— Activity —
Where in the data does the word "below" appear? Find those lines and copy them.

— Given data —
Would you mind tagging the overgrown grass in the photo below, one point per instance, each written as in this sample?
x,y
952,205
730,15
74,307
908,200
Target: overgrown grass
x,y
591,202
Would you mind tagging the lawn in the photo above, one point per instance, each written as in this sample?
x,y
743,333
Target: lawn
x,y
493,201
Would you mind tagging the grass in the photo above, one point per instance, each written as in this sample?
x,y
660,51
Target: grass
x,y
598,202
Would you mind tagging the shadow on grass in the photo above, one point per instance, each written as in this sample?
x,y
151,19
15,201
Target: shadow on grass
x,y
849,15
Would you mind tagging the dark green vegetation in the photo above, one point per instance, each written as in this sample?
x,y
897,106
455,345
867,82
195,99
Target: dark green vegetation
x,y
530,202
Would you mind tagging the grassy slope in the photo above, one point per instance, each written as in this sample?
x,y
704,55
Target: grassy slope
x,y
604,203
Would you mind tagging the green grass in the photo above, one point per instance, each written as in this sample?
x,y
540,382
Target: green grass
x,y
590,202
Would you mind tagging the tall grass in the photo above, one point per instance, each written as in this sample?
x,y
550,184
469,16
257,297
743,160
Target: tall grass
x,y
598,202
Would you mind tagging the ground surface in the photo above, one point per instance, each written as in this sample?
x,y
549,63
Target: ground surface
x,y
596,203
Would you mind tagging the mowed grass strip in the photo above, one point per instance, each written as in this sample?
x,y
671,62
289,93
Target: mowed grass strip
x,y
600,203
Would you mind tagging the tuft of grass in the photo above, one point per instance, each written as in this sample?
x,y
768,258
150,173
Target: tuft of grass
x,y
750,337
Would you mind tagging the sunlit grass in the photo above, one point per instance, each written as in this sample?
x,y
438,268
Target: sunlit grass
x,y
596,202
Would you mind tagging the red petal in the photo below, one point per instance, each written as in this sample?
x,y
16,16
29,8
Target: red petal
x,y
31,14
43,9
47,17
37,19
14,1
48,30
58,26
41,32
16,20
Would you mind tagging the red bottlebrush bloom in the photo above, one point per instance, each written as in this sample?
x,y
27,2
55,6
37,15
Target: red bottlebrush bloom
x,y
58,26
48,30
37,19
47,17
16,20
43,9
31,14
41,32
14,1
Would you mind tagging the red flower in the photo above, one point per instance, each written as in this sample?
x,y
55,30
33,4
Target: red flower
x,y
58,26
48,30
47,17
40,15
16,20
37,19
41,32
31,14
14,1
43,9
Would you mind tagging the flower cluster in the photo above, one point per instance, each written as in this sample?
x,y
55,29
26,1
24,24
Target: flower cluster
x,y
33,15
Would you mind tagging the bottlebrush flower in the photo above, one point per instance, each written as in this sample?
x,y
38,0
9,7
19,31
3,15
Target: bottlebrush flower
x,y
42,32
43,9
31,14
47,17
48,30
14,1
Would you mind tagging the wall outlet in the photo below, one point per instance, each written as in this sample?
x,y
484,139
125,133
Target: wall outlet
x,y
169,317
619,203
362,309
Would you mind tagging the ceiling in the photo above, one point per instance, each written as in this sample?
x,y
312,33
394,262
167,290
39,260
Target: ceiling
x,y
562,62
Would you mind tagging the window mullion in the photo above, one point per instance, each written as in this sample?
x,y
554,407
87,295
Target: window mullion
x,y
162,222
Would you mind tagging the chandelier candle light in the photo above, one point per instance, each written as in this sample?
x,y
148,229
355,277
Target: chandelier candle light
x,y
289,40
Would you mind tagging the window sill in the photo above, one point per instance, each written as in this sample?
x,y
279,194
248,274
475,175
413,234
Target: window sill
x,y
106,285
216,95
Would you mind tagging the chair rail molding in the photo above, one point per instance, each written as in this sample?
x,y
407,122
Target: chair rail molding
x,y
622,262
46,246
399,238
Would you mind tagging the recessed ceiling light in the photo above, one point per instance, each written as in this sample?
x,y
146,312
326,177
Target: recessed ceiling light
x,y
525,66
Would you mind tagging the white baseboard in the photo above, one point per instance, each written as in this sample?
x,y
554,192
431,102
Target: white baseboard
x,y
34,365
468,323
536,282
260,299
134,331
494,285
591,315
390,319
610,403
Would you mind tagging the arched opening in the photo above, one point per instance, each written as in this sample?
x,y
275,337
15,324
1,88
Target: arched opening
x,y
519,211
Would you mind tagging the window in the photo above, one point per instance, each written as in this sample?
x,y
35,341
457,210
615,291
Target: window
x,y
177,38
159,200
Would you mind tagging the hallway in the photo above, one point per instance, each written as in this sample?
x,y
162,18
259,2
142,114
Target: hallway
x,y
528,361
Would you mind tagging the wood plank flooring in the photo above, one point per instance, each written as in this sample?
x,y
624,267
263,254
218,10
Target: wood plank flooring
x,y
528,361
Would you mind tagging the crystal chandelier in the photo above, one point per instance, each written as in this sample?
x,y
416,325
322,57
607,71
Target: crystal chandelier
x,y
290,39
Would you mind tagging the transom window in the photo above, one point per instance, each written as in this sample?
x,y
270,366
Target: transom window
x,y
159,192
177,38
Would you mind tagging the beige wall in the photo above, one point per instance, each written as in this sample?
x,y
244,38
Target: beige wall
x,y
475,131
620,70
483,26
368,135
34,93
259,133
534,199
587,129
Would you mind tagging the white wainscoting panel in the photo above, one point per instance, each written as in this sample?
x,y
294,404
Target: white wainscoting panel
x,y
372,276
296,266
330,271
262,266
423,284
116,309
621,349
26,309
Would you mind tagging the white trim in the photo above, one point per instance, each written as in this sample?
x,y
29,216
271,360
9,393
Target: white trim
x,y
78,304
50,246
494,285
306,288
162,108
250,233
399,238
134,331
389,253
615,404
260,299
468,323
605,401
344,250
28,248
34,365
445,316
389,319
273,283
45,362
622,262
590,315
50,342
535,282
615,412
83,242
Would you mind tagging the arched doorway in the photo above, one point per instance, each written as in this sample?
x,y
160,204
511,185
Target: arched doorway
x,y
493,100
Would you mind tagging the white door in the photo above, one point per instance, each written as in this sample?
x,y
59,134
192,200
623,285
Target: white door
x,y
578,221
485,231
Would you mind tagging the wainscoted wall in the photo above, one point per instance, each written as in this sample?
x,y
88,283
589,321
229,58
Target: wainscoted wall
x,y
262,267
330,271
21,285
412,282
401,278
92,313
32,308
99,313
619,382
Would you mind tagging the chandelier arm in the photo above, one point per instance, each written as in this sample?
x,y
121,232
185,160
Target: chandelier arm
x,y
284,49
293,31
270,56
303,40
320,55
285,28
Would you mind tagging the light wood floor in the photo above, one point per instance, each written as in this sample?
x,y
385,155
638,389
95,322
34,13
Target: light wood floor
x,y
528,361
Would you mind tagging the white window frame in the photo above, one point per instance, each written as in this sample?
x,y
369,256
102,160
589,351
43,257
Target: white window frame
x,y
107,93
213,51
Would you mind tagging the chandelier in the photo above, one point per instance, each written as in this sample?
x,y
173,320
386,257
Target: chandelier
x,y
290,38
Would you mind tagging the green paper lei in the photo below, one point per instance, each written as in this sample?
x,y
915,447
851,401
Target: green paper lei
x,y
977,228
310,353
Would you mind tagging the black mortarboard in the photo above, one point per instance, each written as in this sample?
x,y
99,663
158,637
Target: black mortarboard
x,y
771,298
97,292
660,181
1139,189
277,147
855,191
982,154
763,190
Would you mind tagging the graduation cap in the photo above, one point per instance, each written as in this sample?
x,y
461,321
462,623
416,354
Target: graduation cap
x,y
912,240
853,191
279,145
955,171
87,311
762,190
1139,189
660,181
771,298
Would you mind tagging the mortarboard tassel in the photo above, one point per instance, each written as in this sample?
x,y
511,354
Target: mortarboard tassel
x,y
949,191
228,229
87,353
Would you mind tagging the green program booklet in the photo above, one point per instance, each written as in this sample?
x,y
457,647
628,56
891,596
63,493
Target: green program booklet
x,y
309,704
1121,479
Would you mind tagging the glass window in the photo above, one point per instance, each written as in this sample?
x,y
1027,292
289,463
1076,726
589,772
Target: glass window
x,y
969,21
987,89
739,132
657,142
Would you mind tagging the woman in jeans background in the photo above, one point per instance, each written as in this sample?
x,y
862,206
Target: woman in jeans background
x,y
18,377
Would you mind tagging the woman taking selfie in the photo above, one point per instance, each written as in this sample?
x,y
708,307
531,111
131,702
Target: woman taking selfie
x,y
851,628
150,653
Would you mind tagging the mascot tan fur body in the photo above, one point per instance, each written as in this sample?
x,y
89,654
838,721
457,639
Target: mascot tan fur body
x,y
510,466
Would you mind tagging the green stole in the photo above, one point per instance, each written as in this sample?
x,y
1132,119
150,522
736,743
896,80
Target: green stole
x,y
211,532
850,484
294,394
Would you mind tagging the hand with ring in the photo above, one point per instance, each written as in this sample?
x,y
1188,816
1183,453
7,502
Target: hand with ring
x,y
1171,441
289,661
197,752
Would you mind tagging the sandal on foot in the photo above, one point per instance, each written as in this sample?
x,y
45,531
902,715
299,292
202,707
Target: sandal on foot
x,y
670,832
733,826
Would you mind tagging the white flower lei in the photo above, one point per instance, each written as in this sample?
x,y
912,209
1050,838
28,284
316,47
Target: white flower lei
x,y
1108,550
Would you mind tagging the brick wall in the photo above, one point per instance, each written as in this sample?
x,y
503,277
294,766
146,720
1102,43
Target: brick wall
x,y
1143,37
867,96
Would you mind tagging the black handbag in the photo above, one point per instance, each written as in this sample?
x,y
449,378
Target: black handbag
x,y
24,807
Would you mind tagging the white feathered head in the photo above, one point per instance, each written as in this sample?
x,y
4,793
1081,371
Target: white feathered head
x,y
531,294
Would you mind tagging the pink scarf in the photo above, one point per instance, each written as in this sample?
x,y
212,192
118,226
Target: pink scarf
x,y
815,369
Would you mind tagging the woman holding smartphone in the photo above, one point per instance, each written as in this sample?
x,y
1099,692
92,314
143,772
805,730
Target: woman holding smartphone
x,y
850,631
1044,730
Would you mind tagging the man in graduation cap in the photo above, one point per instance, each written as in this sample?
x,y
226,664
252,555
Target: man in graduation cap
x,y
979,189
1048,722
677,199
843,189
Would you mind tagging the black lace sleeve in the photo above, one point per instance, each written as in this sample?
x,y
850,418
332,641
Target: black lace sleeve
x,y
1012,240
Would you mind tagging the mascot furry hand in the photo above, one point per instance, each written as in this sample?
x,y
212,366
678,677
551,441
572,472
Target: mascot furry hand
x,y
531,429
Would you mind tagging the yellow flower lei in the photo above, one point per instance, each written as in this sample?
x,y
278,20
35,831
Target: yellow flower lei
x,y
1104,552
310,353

— Result of the task —
Would you mind tagging the overgrown grass in the photo below, one point per instance, each written as in this sample?
Would you mind tagging the red petal in the photo below, one point per instance, each written as in this sample?
Would you mind tagging the wall outlet in the photo below, one point per instance, each written as in this sample?
Would you mind tagging the green paper lei in the photo below, one point per instance, each written as in this sample?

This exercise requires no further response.